The data:
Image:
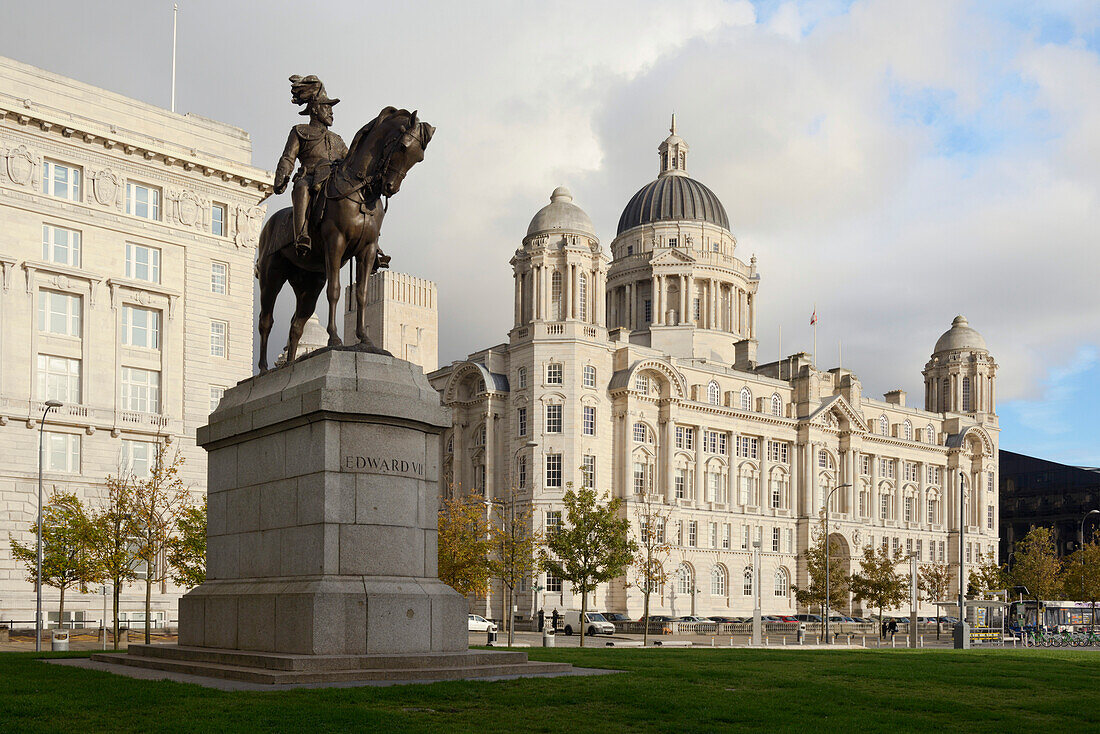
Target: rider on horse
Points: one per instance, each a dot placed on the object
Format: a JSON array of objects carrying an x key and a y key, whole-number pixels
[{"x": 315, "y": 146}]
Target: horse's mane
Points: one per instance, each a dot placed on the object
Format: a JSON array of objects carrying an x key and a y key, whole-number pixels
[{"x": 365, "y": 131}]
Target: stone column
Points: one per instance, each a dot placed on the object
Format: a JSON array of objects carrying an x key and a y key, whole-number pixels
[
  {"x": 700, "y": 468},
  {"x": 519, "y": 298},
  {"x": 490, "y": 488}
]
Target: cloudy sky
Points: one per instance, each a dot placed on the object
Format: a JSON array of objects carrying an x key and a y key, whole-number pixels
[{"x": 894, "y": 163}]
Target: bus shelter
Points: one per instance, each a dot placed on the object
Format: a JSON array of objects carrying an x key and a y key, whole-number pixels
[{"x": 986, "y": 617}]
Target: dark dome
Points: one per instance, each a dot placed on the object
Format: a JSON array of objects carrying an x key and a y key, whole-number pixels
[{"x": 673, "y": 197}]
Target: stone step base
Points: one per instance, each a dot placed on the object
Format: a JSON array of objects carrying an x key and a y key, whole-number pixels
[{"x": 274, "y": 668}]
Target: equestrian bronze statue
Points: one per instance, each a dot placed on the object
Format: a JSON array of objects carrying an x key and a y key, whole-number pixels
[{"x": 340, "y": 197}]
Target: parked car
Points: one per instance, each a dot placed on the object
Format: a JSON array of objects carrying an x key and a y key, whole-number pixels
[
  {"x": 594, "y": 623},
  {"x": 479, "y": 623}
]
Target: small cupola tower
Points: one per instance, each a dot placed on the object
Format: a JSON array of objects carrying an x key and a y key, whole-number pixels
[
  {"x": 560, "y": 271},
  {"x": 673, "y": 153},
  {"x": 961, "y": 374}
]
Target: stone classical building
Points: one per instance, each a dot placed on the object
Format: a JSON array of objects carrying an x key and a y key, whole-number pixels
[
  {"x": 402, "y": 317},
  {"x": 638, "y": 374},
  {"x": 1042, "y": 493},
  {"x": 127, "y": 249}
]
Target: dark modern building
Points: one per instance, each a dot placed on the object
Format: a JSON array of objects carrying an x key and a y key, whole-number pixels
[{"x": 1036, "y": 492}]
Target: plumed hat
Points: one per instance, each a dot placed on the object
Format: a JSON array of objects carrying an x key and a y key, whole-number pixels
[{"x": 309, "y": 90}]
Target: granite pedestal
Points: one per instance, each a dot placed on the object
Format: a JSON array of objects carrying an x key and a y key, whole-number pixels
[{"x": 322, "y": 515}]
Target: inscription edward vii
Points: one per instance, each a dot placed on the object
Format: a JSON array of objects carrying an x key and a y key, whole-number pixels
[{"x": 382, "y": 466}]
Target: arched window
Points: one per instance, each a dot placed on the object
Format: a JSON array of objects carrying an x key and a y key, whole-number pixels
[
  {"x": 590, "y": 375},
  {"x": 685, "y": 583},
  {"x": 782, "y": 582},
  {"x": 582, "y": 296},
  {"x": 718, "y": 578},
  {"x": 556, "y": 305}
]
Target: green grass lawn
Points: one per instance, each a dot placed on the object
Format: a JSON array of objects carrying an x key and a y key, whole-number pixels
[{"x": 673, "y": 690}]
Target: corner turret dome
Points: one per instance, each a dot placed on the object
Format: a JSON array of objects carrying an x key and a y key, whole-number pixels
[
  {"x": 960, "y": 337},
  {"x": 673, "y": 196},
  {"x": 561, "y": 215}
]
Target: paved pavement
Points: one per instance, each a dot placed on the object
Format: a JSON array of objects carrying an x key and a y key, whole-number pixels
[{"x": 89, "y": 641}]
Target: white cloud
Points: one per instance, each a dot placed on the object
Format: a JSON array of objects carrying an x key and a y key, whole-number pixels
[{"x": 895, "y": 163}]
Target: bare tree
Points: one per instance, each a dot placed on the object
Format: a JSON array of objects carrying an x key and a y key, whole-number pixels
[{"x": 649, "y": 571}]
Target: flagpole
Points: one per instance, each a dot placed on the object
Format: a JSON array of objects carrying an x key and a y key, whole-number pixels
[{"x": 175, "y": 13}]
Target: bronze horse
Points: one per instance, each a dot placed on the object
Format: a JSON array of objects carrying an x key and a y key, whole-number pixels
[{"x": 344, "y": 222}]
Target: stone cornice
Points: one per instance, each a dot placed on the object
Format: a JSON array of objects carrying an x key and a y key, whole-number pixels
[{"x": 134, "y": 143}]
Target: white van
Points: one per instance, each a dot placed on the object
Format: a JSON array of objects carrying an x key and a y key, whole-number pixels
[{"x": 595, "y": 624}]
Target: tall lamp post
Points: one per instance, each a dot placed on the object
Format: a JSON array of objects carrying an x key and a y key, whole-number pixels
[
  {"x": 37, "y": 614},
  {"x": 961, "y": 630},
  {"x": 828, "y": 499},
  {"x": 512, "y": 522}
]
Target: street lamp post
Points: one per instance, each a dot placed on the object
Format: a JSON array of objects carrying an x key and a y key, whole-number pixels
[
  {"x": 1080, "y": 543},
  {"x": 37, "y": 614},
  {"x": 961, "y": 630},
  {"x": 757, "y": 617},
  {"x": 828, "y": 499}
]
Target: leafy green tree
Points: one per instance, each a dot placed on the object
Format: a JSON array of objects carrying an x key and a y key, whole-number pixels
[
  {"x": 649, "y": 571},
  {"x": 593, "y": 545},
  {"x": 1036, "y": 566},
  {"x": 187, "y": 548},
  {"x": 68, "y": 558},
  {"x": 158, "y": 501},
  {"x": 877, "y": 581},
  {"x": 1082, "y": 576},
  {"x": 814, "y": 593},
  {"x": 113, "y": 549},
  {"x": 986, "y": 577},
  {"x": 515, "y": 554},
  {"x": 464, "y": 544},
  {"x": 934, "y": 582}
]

==

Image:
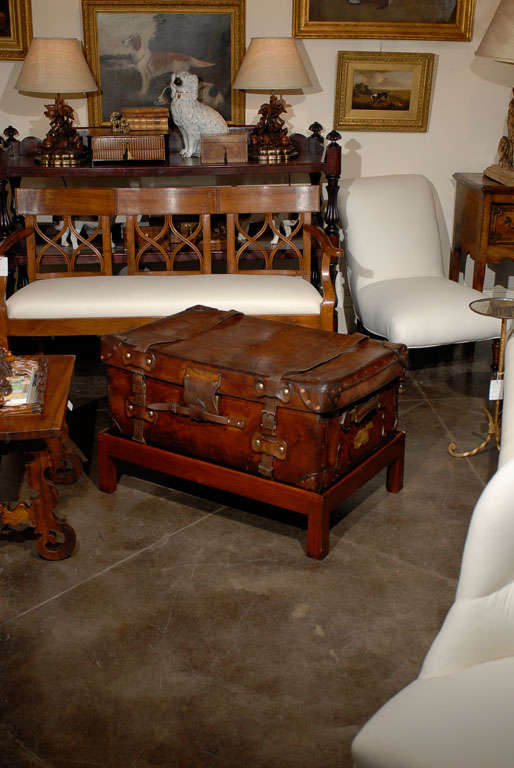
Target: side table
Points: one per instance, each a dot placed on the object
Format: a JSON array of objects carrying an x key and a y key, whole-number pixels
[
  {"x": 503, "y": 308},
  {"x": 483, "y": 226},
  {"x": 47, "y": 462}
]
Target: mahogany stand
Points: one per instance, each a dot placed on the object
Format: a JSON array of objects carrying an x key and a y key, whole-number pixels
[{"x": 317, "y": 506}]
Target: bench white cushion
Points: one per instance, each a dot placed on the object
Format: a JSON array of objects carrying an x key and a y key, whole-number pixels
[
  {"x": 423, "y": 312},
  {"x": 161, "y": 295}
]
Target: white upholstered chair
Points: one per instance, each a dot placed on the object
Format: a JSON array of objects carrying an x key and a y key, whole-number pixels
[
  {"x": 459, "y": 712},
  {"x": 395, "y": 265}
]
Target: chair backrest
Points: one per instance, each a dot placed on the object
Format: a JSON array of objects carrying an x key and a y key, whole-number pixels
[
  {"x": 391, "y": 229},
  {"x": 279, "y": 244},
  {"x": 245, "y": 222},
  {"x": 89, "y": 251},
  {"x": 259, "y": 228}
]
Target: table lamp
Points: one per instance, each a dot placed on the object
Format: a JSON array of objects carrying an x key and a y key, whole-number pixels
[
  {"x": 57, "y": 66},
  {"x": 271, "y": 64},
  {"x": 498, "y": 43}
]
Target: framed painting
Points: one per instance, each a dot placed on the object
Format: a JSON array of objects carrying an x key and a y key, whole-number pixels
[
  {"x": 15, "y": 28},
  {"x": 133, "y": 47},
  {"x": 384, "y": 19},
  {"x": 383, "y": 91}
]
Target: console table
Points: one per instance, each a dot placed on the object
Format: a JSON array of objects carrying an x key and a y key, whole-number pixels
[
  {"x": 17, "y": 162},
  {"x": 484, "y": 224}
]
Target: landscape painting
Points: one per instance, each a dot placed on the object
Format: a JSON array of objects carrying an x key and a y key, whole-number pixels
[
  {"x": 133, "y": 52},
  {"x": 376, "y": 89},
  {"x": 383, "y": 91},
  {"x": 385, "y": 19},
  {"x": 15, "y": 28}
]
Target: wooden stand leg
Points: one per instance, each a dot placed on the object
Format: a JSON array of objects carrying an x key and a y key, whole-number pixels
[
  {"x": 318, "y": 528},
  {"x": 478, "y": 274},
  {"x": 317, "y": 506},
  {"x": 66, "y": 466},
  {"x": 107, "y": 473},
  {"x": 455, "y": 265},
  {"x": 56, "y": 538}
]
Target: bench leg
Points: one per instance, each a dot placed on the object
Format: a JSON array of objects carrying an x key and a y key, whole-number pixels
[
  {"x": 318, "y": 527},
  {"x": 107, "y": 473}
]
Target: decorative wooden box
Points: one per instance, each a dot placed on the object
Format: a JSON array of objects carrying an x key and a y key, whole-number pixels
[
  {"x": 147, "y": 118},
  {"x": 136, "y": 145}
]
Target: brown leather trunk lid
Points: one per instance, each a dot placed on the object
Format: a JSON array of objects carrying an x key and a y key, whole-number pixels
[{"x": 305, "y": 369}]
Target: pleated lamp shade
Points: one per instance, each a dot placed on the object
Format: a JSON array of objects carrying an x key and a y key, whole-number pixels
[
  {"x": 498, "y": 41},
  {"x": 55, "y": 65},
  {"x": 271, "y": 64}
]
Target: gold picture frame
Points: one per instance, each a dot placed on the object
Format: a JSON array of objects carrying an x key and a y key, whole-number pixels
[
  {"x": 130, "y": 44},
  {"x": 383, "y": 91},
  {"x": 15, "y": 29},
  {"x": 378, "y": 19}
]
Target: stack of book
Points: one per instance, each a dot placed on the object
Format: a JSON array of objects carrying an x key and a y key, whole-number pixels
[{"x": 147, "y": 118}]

---

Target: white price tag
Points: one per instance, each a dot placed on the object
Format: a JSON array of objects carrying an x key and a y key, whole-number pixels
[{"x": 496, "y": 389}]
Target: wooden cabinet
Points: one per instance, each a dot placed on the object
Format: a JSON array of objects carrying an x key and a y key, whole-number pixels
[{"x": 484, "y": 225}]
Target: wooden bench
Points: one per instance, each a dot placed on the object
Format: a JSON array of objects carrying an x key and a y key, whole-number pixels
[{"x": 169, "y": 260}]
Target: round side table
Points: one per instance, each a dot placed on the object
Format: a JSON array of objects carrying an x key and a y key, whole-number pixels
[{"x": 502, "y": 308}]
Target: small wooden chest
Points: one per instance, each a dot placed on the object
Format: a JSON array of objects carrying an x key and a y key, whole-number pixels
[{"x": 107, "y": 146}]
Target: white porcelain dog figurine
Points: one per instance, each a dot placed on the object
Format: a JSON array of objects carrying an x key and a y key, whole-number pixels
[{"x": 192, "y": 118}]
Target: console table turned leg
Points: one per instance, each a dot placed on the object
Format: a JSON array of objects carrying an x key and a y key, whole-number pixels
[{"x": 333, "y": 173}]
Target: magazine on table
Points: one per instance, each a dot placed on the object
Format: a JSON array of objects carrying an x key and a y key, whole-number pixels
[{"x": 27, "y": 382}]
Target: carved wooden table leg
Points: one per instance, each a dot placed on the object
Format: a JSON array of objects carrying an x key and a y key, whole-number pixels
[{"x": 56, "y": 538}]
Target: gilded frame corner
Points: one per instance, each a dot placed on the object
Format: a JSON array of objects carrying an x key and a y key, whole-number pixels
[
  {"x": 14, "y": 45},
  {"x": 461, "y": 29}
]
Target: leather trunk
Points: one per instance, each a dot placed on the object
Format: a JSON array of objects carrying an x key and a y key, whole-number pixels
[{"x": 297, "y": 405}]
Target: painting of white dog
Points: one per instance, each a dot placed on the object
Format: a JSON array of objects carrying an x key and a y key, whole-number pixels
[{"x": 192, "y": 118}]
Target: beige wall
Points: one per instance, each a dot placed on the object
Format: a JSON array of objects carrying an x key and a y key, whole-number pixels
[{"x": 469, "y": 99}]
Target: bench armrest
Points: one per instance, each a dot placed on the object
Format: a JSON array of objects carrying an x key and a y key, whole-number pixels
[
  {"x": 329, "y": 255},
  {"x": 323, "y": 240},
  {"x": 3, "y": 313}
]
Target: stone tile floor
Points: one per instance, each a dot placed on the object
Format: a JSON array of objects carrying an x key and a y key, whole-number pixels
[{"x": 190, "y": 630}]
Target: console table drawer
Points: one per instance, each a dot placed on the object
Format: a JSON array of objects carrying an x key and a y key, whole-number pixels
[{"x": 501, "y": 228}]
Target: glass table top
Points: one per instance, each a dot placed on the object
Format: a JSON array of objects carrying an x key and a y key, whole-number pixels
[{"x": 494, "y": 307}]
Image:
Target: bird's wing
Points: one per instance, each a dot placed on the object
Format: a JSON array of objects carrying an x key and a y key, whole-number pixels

Assignment: Each line above that has the word "wooden" must be copied.

Task response:
Target: wooden stand leg
Target: decorative wooden box
Target: wooden cabinet
Target: wooden bench
Target: small wooden chest
Target: carved wooden table leg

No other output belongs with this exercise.